__Pasaje__
Aquí estoy en tus manos,
amado Padre mío; la doblada espalda para que me azotes y corrijas
Azótame por la espalda y la cerviz, para que
todo lo torcido se enderece conforme, a tu voluntad.
Hazme discípulo tuyo
humilde y piadoso, como bien sabes hacerlo, para que en todo siga tu voluntad.
A ti me entrego con
todo lo mío para que me corrijas. Es mejor sufrir aquí el castigo que después.
Tú sabes todas y cada
una de las cosas, y nada se te oculta en la conciencia del hombre.
Sabes el futuro antes
que suceda; y no necesitas que nadie te informe o te advierta de lo que pasa en
la tierra.
Tú sabes lo que me
conviene para aprovechar en la virtud, y cuánto sirven las tribulaciones para
limpiar el corazón de la herrumbre de los vicios.
Haz en mí tu voluntad
como tanto anhelo. Y no me abandones por esta vida pecadora mía que nadie
conoce más íntimamente, ni ve más claramente que tú.
Concédeme, Señor, saber
lo que se debe saber, amar lo que se debe amar, alabar lo infinitamente te
agrada, apreciar lo que para ti es precioso, despreciar lo que a tus ojos es
mezquino.

__Serie de ejercicios__
**1.** En la petición del pasaje que empieza por «Concédeme, Señor», ¿qué verbos en infinitivo nombran lo que se pide poder hacer? Enuméralos todos.
**2.** Convierte en una tabla Markdown, con las columnas «N.º» y «Línea», el tramo de las entradas que va desde la línea que contiene "Pretty please, detect the right" hasta la que contiene "[240,138,280,169]", ambas incluidas. Omite las líneas en blanco.

[Ejemplos de detección]
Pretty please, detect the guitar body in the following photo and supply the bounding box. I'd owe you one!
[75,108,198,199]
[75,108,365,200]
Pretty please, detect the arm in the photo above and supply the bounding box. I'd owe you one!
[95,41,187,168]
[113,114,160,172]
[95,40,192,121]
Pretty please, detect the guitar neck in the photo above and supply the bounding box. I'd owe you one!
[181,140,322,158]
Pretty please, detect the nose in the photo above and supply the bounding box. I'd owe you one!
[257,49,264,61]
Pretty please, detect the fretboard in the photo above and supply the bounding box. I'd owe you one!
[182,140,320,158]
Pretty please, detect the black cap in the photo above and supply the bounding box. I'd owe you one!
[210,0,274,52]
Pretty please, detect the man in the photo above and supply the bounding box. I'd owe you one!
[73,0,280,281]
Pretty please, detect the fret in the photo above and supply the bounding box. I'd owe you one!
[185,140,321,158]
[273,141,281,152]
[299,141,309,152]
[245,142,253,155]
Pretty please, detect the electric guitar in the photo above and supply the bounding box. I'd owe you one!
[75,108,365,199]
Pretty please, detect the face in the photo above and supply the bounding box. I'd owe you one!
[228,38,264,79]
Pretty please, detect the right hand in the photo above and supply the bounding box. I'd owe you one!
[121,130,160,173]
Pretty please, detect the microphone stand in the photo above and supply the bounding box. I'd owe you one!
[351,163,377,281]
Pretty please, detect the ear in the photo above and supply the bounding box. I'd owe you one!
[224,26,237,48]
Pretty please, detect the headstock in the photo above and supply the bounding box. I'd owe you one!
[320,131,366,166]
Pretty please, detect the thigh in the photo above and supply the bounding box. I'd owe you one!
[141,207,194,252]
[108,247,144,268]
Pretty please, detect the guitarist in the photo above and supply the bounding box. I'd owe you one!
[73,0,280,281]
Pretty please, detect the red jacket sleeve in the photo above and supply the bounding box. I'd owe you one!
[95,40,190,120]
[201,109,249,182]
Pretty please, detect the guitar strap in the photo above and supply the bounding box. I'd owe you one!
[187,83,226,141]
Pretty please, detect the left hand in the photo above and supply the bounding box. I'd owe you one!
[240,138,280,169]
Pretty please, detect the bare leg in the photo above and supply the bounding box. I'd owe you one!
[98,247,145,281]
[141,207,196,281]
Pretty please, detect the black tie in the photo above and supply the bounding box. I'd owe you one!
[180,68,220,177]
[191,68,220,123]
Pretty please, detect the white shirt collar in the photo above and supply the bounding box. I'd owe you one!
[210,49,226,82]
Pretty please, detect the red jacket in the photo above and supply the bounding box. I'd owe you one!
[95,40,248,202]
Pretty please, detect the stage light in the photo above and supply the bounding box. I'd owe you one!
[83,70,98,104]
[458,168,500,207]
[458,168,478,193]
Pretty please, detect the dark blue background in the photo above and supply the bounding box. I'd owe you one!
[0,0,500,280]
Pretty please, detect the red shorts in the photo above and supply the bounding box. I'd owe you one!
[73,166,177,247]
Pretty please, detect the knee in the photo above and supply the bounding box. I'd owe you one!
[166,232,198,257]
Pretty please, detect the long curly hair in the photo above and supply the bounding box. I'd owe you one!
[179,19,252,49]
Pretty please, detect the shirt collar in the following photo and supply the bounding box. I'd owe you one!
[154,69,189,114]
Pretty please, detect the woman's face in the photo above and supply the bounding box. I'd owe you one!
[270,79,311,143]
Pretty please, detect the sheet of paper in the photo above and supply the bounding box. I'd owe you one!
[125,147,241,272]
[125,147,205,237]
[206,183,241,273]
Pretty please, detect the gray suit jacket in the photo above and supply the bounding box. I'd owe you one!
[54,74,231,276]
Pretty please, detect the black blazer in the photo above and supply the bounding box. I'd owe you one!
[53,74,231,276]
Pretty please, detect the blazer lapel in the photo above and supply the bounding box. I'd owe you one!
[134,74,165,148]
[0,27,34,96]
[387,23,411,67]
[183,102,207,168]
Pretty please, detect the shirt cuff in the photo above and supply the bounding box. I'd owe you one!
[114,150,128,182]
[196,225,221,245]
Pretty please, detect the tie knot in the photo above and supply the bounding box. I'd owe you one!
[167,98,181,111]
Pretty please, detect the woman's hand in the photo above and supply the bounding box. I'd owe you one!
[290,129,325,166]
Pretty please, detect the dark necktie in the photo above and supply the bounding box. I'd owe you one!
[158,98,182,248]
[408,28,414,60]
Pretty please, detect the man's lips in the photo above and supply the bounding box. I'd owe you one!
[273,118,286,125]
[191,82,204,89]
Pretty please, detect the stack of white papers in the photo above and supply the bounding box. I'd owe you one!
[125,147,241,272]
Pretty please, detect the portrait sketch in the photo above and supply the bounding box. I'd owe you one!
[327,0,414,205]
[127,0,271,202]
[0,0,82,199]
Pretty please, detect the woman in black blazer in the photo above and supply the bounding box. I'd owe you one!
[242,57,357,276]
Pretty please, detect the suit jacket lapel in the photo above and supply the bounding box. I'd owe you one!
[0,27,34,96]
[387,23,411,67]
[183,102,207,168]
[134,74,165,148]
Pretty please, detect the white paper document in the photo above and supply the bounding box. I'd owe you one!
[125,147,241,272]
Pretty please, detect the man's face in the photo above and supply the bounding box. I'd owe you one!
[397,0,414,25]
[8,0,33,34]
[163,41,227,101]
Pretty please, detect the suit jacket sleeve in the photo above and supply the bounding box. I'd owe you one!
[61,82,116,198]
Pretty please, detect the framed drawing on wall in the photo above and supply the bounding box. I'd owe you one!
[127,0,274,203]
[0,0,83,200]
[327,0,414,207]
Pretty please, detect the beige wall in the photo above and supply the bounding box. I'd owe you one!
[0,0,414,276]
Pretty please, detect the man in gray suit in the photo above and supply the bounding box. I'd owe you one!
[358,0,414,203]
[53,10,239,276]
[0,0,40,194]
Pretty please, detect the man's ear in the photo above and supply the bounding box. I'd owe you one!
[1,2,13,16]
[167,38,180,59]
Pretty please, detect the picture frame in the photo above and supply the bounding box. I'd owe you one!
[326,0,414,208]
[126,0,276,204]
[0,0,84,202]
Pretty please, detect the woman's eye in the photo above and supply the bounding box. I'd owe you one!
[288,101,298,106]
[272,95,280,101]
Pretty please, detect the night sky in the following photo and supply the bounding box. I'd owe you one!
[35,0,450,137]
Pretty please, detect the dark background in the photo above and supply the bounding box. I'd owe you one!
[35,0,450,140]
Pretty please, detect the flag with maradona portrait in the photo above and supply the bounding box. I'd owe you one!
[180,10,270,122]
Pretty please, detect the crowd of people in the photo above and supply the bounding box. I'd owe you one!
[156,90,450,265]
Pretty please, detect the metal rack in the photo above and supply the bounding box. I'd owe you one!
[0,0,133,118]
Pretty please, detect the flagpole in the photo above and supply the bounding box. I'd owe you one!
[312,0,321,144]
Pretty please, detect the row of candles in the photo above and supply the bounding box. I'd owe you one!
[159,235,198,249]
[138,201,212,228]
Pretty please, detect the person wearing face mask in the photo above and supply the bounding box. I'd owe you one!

__Respuestas__
**1.**
- saber
- amar
- alabar
- apreciar
- despreciar

**2.**
| N.º | Línea |
|---|---|
| 1 | Pretty please, detect the right hand in the photo above and supply the bounding box. I'd owe you one! |
| 2 | [121,130,160,173] |
| 3 | Pretty please, detect the microphone stand in the photo above and supply the bounding box. I'd owe you one! |
| 4 | [351,163,377,281] |
| 5 | Pretty please, detect the ear in the photo above and supply the bounding box. I'd owe you one! |
| 6 | [224,26,237,48] |
| 7 | Pretty please, detect the headstock in the photo above and supply the bounding box. I'd owe you one! |
| 8 | [320,131,366,166] |
| 9 | Pretty please, detect the thigh in the photo above and supply the bounding box. I'd owe you one! |
| 10 | [141,207,194,252] |
| 11 | [108,247,144,268] |
| 12 | Pretty please, detect the guitarist in the photo above and supply the bounding box. I'd owe you one! |
| 13 | [73,0,280,281] |
| 14 | Pretty please, detect the red jacket sleeve in the photo above and supply the bounding box. I'd owe you one! |
| 15 | [95,40,190,120] |
| 16 | [201,109,249,182] |
| 17 | Pretty please, detect the guitar strap in the photo above and supply the bounding box. I'd owe you one! |
| 18 | [187,83,226,141] |
| 19 | Pretty please, detect the left hand in the photo above and supply the bounding box. I'd owe you one! |
| 20 | [240,138,280,169] |